**What is expected**
Answer these questions from the biography of Nicola Barbato:
1. Which constituency did he represent from 10 June 1895 to 2 March 1897?
2. In what city did he die?
3. At which university did he resume his studies?

START Document passage

- Drawing of Nicola Barbato

Member of Chamber of Deputies
- In office 1 December 1919 – 7 April 1921
- Constituency: Bari
- In office 16 June 1900 – 18 October 1904
- Constituency: Corato
- In office 10 June 1895 – 2 March 1897
- Constituency: Cesena

Personal details
- Born: 5 October 1856 Piana dei Greci, Kingdom of the Two Sicilies
- Died: 23 May 1923 (aged 66) Milan, Italy
- Party: Italian Socialist Party
- Occupation: Medical doctor and politician
- Known for: Prominent socialist leader of the Fasci Siciliani

= Nicola Barbato =

Italian politician (1856–1923)

Nicola Barbato (5 October 1856 – 23 May 1923) was a Sicilian medical doctor, socialist, and politician. He was one of the national leaders of the Fasci Siciliani dei Lavoratori (Sicilian Leagues) a popular movement of democratic and socialist inspiration in 1891–1894, and perhaps might have been the ablest among them according to the journalist Adolfo Rossi and Marxist historian Eric Hobsbawm.

==Early life==
Barbato grew up in Piana dei Greci (now Piana degli Albanesi), a poor farming village in the Palermo hinterland marked by vast landed estates, exploitative tenancy arrangements and widespread poverty. After his father's death forced him to interrupt his studies to support his family, he later resumed them at the University of Palermo, where he embraced the then-fashionable evolutionary doctrines. He graduated in medicine and joined the socialist movement around 1878 and in the then prevailing positivist climate he devoted himself to study psychiatry. His work on the psychology of paranoia in the journal of the mental hospital of Palermo in 1890, was judged positively by Cesare Lombroso and Enrico Morselli.

END Document passage
START Provided material

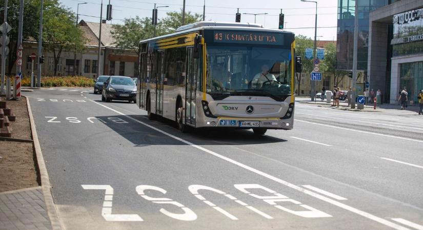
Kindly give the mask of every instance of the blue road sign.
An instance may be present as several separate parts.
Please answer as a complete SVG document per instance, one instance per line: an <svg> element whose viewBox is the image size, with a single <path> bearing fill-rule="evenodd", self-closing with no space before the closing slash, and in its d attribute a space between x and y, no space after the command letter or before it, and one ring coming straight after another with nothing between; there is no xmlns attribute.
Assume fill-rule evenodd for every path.
<svg viewBox="0 0 423 230"><path fill-rule="evenodd" d="M313 58L313 49L311 48L306 49L306 58L311 59Z"/></svg>
<svg viewBox="0 0 423 230"><path fill-rule="evenodd" d="M310 78L312 81L321 81L321 73L311 72Z"/></svg>
<svg viewBox="0 0 423 230"><path fill-rule="evenodd" d="M360 104L364 104L366 102L366 98L362 95L360 95L357 98L357 102Z"/></svg>
<svg viewBox="0 0 423 230"><path fill-rule="evenodd" d="M316 51L316 55L317 56L317 58L320 60L325 59L325 49L318 49Z"/></svg>

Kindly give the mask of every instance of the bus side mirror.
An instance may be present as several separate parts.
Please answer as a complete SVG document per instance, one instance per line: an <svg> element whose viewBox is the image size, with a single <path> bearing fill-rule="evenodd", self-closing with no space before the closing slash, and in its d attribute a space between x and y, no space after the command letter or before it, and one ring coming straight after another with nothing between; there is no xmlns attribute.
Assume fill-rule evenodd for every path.
<svg viewBox="0 0 423 230"><path fill-rule="evenodd" d="M194 50L193 51L193 56L194 58L199 58L200 51L201 50L201 40L203 36L201 35L196 35L194 39Z"/></svg>
<svg viewBox="0 0 423 230"><path fill-rule="evenodd" d="M301 73L303 71L303 62L301 62L301 57L295 57L295 73Z"/></svg>

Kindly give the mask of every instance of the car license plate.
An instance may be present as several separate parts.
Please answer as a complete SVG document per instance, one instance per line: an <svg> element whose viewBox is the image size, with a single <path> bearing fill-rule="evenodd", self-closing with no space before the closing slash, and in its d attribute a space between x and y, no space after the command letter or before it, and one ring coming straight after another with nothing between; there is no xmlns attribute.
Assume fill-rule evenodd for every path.
<svg viewBox="0 0 423 230"><path fill-rule="evenodd" d="M239 127L259 127L259 121L239 121Z"/></svg>

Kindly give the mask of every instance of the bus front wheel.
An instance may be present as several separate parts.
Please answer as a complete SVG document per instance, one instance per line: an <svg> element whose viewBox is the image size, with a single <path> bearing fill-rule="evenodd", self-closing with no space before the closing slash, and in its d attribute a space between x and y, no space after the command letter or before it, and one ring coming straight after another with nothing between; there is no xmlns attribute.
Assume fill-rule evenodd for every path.
<svg viewBox="0 0 423 230"><path fill-rule="evenodd" d="M253 129L253 131L254 132L254 135L258 136L262 136L266 133L267 129L264 128L256 128Z"/></svg>

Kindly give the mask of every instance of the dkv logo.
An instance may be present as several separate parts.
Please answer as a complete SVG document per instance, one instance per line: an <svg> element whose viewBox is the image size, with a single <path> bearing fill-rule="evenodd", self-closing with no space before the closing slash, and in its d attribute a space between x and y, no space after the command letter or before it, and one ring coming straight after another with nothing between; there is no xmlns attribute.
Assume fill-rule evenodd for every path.
<svg viewBox="0 0 423 230"><path fill-rule="evenodd" d="M237 110L238 106L227 106L226 105L222 105L222 108L225 110Z"/></svg>

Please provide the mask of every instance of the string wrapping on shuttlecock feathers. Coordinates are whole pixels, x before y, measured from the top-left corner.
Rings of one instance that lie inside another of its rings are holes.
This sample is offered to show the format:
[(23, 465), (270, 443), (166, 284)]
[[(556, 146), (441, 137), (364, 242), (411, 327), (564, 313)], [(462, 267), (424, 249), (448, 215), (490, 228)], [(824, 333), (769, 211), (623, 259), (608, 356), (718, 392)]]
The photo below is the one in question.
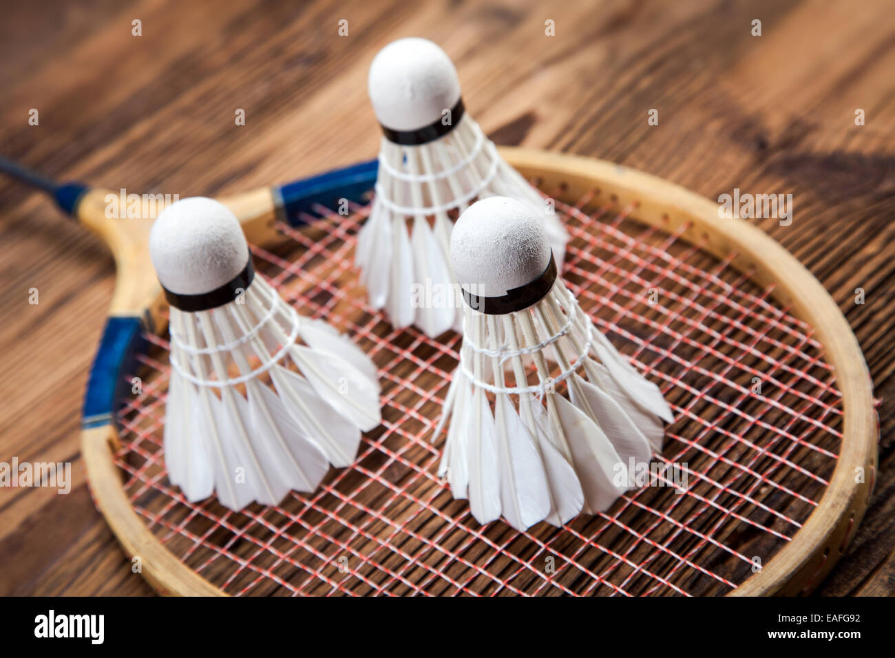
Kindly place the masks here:
[(531, 206), (492, 197), (457, 221), (460, 362), (435, 435), (439, 466), (480, 523), (524, 530), (606, 510), (661, 449), (661, 392), (594, 327), (557, 276)]
[(213, 200), (166, 209), (149, 251), (171, 305), (171, 483), (190, 501), (217, 492), (241, 509), (312, 491), (330, 464), (349, 466), (380, 422), (366, 355), (254, 273), (238, 220)]
[[(368, 89), (383, 138), (375, 196), (355, 252), (361, 281), (370, 304), (395, 327), (413, 324), (432, 338), (458, 330), (463, 303), (450, 266), (452, 214), (494, 195), (538, 209), (545, 200), (470, 117), (453, 63), (431, 41), (402, 38), (385, 47), (371, 65)], [(561, 268), (568, 234), (555, 214), (541, 217)]]

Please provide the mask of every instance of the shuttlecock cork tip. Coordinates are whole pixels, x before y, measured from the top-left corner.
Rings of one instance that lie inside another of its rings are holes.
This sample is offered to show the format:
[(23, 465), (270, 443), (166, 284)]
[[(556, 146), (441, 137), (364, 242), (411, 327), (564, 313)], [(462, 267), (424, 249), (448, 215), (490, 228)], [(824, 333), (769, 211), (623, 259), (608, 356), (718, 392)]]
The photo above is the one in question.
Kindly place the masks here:
[(538, 279), (550, 262), (544, 218), (530, 203), (489, 197), (457, 219), (450, 239), (451, 264), (460, 286), (484, 297)]
[(156, 218), (149, 258), (158, 281), (177, 295), (206, 295), (226, 285), (249, 261), (236, 216), (214, 199), (175, 201)]
[(393, 41), (376, 55), (367, 88), (376, 118), (396, 131), (430, 125), (460, 100), (460, 81), (450, 57), (416, 37)]

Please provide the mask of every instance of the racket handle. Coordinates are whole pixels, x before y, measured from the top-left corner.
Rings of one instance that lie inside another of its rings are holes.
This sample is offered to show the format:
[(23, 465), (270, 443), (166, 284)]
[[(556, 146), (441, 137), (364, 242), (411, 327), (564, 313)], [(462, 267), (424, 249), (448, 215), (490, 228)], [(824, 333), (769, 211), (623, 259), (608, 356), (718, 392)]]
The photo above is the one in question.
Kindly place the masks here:
[(72, 217), (75, 216), (78, 200), (90, 189), (82, 183), (59, 183), (3, 156), (0, 156), (0, 172), (20, 183), (47, 192), (66, 214)]

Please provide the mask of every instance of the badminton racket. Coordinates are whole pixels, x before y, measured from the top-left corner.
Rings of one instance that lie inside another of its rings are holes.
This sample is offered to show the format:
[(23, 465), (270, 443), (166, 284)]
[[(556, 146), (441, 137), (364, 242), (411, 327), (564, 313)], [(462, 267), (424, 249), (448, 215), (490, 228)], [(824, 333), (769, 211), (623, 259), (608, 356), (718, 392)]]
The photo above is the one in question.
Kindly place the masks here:
[(436, 474), (445, 435), (430, 439), (459, 336), (396, 331), (366, 304), (352, 261), (375, 161), (219, 200), (243, 222), (256, 269), (301, 313), (347, 331), (382, 381), (383, 423), (353, 466), (314, 493), (233, 512), (187, 502), (166, 477), (166, 309), (151, 218), (107, 218), (110, 192), (0, 160), (115, 255), (81, 449), (97, 507), (156, 590), (755, 595), (807, 594), (829, 573), (866, 509), (877, 457), (869, 374), (833, 300), (763, 232), (693, 192), (599, 160), (501, 152), (555, 200), (572, 237), (562, 276), (677, 419), (651, 486), (524, 533), (479, 526)]

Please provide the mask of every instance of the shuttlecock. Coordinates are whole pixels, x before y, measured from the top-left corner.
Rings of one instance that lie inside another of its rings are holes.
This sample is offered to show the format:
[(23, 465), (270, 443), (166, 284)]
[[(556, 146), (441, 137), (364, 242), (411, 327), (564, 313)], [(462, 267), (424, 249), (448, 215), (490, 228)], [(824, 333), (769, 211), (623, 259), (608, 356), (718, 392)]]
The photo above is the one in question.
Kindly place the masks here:
[(165, 462), (187, 500), (276, 505), (314, 491), (329, 463), (350, 465), (380, 421), (376, 368), (254, 273), (235, 216), (211, 199), (177, 201), (149, 254), (171, 306)]
[(661, 449), (673, 420), (661, 392), (578, 307), (532, 206), (478, 201), (450, 253), (466, 303), (439, 474), (483, 524), (503, 516), (524, 530), (607, 509)]
[(568, 234), (466, 114), (456, 70), (441, 48), (424, 38), (394, 41), (373, 59), (368, 88), (384, 136), (355, 261), (373, 308), (384, 309), (395, 327), (414, 324), (432, 338), (460, 328), (448, 213), (476, 199), (535, 205), (561, 266)]

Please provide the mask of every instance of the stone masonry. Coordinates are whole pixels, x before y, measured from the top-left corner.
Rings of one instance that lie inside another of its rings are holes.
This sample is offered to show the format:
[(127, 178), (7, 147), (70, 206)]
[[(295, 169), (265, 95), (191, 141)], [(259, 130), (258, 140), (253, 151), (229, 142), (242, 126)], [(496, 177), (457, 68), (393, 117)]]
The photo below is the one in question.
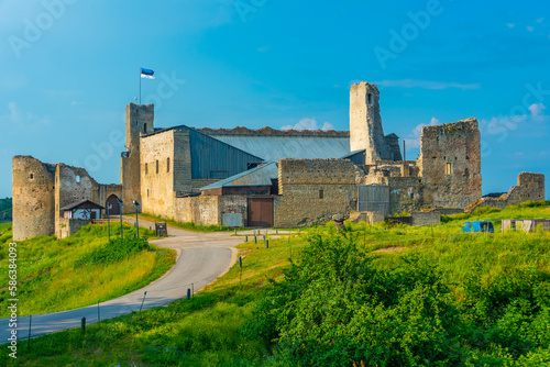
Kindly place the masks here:
[(348, 218), (355, 209), (355, 166), (348, 159), (282, 159), (280, 197), (275, 198), (275, 226), (308, 225)]

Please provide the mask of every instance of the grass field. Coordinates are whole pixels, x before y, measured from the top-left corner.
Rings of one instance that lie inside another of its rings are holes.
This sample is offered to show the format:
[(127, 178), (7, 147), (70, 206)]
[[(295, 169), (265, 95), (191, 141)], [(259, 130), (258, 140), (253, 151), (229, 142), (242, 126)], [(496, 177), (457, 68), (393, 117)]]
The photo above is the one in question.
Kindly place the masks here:
[(270, 248), (249, 242), (238, 246), (242, 278), (235, 265), (191, 300), (43, 336), (0, 364), (550, 365), (550, 233), (460, 233), (465, 220), (507, 218), (550, 208), (484, 209), (432, 227), (346, 222), (343, 236), (328, 223)]
[[(3, 229), (2, 229), (3, 227)], [(125, 238), (135, 230), (124, 226)], [(11, 225), (0, 226), (0, 243), (11, 240)], [(120, 236), (120, 226), (111, 224), (111, 238)], [(154, 231), (141, 230), (140, 236), (153, 237)], [(140, 289), (166, 273), (175, 262), (175, 252), (151, 246), (128, 256), (116, 256), (114, 247), (107, 246), (107, 225), (87, 225), (75, 235), (55, 240), (40, 236), (18, 243), (18, 293), (20, 315), (55, 312), (107, 301)], [(131, 244), (130, 244), (131, 245)], [(86, 262), (102, 249), (101, 264)], [(112, 253), (112, 254), (110, 254)], [(107, 258), (107, 259), (106, 259)], [(0, 304), (8, 296), (8, 246), (0, 251)], [(0, 316), (8, 315), (2, 308)]]

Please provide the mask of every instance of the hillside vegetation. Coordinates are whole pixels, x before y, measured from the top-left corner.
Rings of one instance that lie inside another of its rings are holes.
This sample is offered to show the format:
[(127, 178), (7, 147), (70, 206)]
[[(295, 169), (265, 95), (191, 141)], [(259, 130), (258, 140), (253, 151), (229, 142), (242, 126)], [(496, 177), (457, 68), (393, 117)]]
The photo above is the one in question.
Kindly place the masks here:
[(0, 221), (11, 221), (11, 198), (0, 199)]
[[(1, 224), (0, 224), (1, 225)], [(64, 311), (107, 301), (140, 289), (166, 273), (175, 253), (133, 240), (135, 230), (111, 225), (87, 225), (70, 237), (40, 236), (18, 242), (18, 296), (20, 315)], [(140, 230), (152, 237), (154, 231)], [(127, 240), (128, 238), (128, 240)], [(130, 240), (131, 238), (131, 240)], [(0, 243), (11, 241), (11, 224), (0, 226)], [(8, 246), (0, 251), (0, 316), (8, 294)]]
[[(462, 234), (465, 219), (549, 218), (527, 203), (433, 227), (346, 222), (239, 246), (191, 300), (33, 341), (30, 366), (550, 365), (550, 233)], [(9, 362), (0, 355), (0, 362)]]

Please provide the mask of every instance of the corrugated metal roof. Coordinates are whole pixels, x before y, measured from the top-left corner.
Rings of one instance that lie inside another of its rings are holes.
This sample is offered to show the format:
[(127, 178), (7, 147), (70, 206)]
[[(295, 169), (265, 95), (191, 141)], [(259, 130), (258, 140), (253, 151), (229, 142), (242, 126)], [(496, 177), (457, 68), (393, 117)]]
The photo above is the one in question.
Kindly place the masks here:
[(239, 149), (265, 160), (283, 158), (314, 159), (339, 158), (350, 153), (349, 136), (270, 136), (210, 134)]
[(275, 162), (271, 162), (244, 173), (219, 180), (212, 185), (200, 188), (204, 190), (219, 189), (221, 187), (242, 187), (242, 186), (271, 186), (272, 179), (278, 178), (278, 168)]

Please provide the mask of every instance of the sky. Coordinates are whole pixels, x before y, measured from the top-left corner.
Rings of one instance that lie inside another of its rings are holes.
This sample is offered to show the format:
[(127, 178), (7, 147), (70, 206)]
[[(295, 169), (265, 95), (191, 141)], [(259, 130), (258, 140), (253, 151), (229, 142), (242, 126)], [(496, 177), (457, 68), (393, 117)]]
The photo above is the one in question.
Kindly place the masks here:
[[(349, 130), (374, 82), (386, 134), (476, 118), (483, 192), (550, 174), (546, 1), (0, 1), (0, 197), (11, 157), (120, 182), (124, 107), (155, 126)], [(550, 177), (547, 192), (550, 192)], [(547, 198), (549, 194), (547, 193)]]

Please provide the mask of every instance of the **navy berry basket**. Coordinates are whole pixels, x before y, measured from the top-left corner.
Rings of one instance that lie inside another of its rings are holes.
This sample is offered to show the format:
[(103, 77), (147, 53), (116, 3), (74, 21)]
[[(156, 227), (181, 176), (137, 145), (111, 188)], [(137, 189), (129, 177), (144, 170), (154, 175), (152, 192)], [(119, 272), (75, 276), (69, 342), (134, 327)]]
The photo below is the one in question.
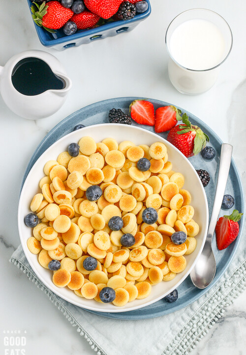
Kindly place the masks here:
[[(143, 21), (151, 12), (150, 0), (145, 0), (149, 4), (147, 11), (142, 13), (137, 14), (130, 20), (118, 21), (102, 25), (90, 30), (80, 30), (74, 35), (67, 36), (62, 30), (58, 30), (56, 33), (50, 33), (42, 27), (39, 27), (34, 22), (33, 24), (39, 40), (45, 47), (52, 47), (58, 50), (63, 50), (70, 47), (79, 46), (84, 43), (88, 43), (92, 41), (109, 37), (123, 32), (128, 32), (136, 27), (141, 21)], [(31, 0), (28, 0), (31, 7)]]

END Provided material

**Reply**
1. Cesena
2. Milan, Italy
3. The University of Palermo